Location identification entries
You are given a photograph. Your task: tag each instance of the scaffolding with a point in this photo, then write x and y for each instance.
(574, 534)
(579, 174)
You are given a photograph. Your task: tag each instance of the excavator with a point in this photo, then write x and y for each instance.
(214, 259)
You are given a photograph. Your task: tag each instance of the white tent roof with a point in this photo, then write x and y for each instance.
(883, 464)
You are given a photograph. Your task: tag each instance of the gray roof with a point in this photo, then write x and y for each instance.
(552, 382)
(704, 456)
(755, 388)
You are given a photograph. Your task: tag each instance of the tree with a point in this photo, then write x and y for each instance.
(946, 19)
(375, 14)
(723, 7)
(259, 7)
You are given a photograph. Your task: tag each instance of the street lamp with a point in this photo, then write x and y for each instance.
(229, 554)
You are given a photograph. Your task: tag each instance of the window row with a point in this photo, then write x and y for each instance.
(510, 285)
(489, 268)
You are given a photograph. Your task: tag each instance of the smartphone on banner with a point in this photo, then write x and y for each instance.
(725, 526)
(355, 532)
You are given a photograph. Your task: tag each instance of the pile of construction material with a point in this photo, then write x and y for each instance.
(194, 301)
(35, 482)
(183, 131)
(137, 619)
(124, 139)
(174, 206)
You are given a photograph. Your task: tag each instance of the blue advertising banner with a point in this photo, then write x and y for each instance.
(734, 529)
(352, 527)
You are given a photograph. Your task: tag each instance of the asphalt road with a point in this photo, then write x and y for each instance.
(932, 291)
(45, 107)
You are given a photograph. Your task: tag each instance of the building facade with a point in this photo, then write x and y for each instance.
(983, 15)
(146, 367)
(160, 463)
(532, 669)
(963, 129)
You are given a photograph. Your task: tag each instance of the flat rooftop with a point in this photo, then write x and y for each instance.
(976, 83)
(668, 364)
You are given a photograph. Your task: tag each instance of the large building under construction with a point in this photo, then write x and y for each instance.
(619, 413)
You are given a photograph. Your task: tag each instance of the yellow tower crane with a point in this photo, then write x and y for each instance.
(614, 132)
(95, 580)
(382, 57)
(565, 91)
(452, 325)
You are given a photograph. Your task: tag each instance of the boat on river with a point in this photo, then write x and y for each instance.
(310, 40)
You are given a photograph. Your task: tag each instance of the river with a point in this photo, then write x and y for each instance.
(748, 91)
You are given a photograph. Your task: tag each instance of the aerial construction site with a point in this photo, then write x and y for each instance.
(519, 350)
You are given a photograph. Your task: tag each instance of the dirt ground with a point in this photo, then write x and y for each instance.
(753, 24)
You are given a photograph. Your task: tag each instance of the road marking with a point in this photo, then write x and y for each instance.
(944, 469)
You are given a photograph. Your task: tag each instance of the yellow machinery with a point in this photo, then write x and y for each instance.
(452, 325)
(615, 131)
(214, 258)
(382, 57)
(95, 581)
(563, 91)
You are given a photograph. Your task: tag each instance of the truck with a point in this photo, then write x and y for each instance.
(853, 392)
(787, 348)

What the task asks:
Render every one of the lines above as a Markdown table with the columns Row and Line, numbering the rows and leaving out blank lines.

Written reply:
| Row | Line |
|---|---|
| 1 | You are given a photograph. Your task: tag each instance of the scaffolding with a point in this photo, then write x and y for each instance. |
| 2 | (574, 534) |
| 3 | (579, 174) |
| 4 | You are given a photograph. Your task: tag each instance of the excavator with a point in this photo, then write x and y for each instance. |
| 5 | (214, 259) |
| 6 | You are given a photograph. Your task: tag each instance of the white tent roof with a point in this photo, then write x and y for each instance. |
| 7 | (883, 464) |
| 8 | You are given a photograph. Your task: tag each instance of the gray roof with a point in this photo, then write x and y for each instance. |
| 9 | (552, 382) |
| 10 | (704, 456) |
| 11 | (755, 388) |
| 12 | You are given a photograph. Your task: tag each instance of the tree with a point in this photo, then write x and y for each instance. |
| 13 | (946, 19) |
| 14 | (375, 14) |
| 15 | (723, 7) |
| 16 | (259, 7) |
| 17 | You are given a photograph. Your task: tag each instance of the street lamp with a point in this photo, then write x and y for each instance. |
| 18 | (229, 554) |
| 19 | You are given a photograph. Your task: tag each instance of the window row with a point in this photo, then write x and y for each instance. |
| 20 | (510, 285) |
| 21 | (489, 268) |
| 22 | You are given a photograph. Your task: tag each instance of the smartphone on banner with a point in this photo, then write x and y for each instance. |
| 23 | (725, 526) |
| 24 | (355, 532) |
| 25 | You are given a photograph. Your task: tag each instance of the pile of construction material with a point in this photo, then write x and y for each instance. |
| 26 | (194, 301) |
| 27 | (35, 482) |
| 28 | (183, 131) |
| 29 | (137, 619) |
| 30 | (124, 139) |
| 31 | (174, 206) |
| 32 | You are given a photograph. Your task: tag each instance of the blue advertising banner with a point in this photo, then write x and y for each instance. |
| 33 | (734, 529) |
| 34 | (352, 527) |
| 35 | You are given a photograph. Your task: tag each instance of the asphalt road with a point in this photo, then write x and y for each instance. |
| 36 | (932, 291) |
| 37 | (45, 107) |
| 38 | You are given a photograph. Your task: tag each instance of the building facade with a point in this photo, then write x and y for each instance. |
| 39 | (983, 15) |
| 40 | (146, 367) |
| 41 | (160, 463) |
| 42 | (532, 669) |
| 43 | (963, 129) |
| 44 | You are given a photograph. Your task: tag each instance of the flat rooftop with a point in this photo, then write x and y for each instance. |
| 45 | (976, 83) |
| 46 | (668, 364) |
| 47 | You are given a photograph. Your task: tag each instance of the large building under construction with a point in this photo, then write x and y for each instance. |
| 48 | (619, 413) |
| 49 | You are given a photograph. Your task: tag each instance of the yellow tower crane with a point in this photo, then write x and y for each instance. |
| 50 | (614, 132) |
| 51 | (95, 580) |
| 52 | (382, 57) |
| 53 | (565, 91) |
| 54 | (452, 325) |
| 55 | You are given a photograph. Your task: tag each instance of the boat on river with a point in this photo, then write x and y for each instance. |
| 56 | (310, 40) |
| 57 | You are given a photograph. Your task: tag each instance of the river with a point in this photo, then write x and y for each instance. |
| 58 | (748, 91) |
| 59 | You are given a photograph. Your task: tag each instance of the aerial construction site with a point in this photo, then write x and y for each instance. |
| 60 | (519, 350) |
| 61 | You are given a photograph. Your task: tag each instance of the dirt ground with a point in this photo, then write x and y for each instance. |
| 62 | (753, 24) |
| 63 | You are given a photograph. Your task: tag each instance of the road marking with a point in this photo, then write x and y for each instance. |
| 64 | (944, 469) |
| 65 | You are given a photograph. Your task: tag each instance of the yellow machinery with a point in this photo, then write x and y for each instance. |
| 66 | (452, 325) |
| 67 | (615, 131) |
| 68 | (214, 258) |
| 69 | (382, 57) |
| 70 | (95, 581) |
| 71 | (563, 91) |
| 72 | You are given a photograph. Your task: tag each instance of the truck with a point in this photo, then write x and y for each instance. |
| 73 | (853, 392) |
| 74 | (787, 348) |